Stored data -
┄┄┄┄┄┄
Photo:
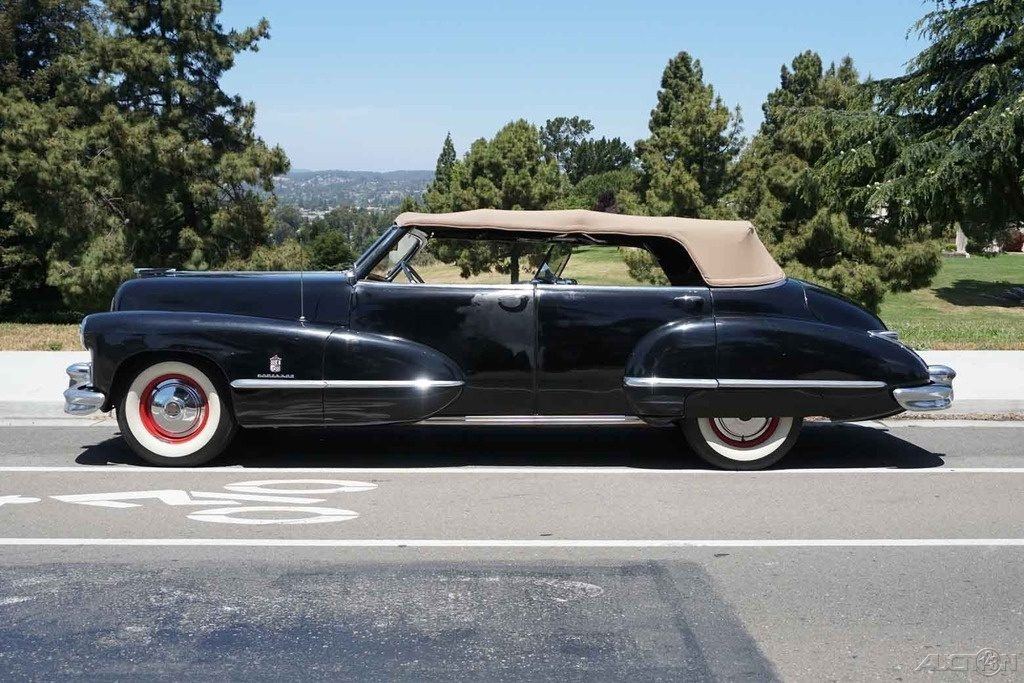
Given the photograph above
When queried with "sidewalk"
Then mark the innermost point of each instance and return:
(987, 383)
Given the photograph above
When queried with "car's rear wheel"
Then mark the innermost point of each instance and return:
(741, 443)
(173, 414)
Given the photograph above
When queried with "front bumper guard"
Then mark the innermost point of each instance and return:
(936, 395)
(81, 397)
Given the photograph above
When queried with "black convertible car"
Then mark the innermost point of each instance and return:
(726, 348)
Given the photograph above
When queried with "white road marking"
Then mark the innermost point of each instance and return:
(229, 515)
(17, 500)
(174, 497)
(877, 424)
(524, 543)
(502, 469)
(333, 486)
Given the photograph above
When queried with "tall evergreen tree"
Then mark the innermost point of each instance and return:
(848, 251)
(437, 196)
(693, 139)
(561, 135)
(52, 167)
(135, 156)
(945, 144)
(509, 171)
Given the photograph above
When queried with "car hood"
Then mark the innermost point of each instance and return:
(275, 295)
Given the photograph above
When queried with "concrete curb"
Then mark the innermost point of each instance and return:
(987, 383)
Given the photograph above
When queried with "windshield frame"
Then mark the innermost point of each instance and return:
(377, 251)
┄┄┄┄┄┄
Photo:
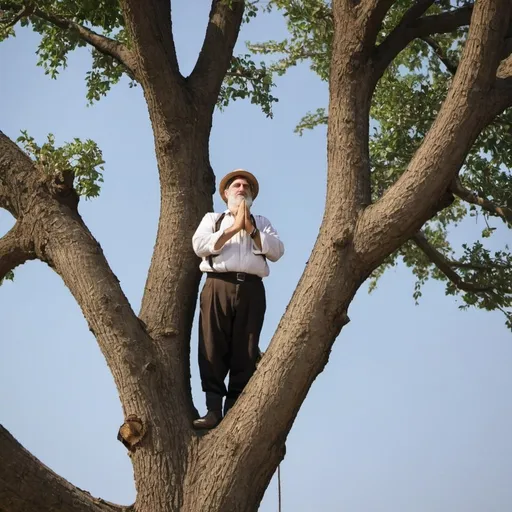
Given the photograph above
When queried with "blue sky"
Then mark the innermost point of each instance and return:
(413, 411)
┄┄┄┄┄┄
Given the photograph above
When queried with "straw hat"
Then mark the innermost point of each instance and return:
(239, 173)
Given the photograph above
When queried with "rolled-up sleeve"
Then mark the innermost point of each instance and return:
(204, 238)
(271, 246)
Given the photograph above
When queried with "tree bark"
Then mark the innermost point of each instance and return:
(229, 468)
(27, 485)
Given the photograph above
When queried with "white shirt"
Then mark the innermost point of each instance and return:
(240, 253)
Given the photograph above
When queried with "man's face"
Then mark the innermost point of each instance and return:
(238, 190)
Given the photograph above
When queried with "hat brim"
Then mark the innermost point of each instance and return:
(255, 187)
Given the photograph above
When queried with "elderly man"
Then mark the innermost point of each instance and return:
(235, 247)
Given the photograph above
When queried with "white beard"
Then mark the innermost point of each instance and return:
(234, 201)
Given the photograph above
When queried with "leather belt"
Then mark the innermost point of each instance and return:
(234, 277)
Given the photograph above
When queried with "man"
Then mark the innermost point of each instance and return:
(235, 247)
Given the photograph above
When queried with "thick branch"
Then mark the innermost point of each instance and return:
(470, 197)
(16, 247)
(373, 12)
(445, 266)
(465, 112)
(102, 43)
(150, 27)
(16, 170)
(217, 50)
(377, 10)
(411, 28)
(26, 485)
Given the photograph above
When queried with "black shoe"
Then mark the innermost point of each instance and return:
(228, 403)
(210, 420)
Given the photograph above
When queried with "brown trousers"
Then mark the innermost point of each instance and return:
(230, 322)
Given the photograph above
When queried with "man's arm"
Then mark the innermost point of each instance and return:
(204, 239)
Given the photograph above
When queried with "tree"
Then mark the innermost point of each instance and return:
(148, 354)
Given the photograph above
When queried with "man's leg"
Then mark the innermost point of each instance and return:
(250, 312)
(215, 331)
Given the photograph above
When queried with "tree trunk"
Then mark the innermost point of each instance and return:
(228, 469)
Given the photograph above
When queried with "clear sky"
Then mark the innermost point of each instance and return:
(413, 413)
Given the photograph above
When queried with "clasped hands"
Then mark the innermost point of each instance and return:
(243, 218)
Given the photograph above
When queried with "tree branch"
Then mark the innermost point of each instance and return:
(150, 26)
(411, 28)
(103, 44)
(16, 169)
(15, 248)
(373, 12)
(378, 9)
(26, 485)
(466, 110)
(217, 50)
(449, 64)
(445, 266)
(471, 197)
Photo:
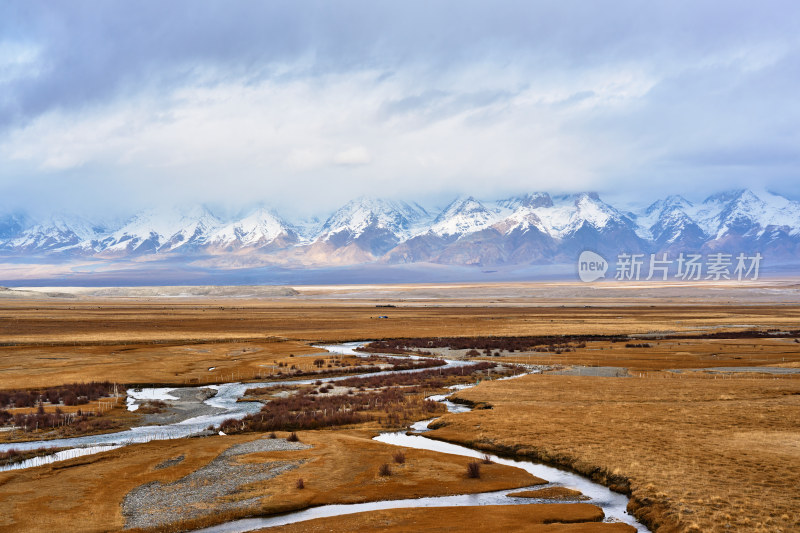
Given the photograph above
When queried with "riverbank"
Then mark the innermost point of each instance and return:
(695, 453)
┄┄┄┄┄┄
Problem statement - How many lines in the data above contain the string "tree", matching case exactly? Reply with the number alone.

Result of the task - 5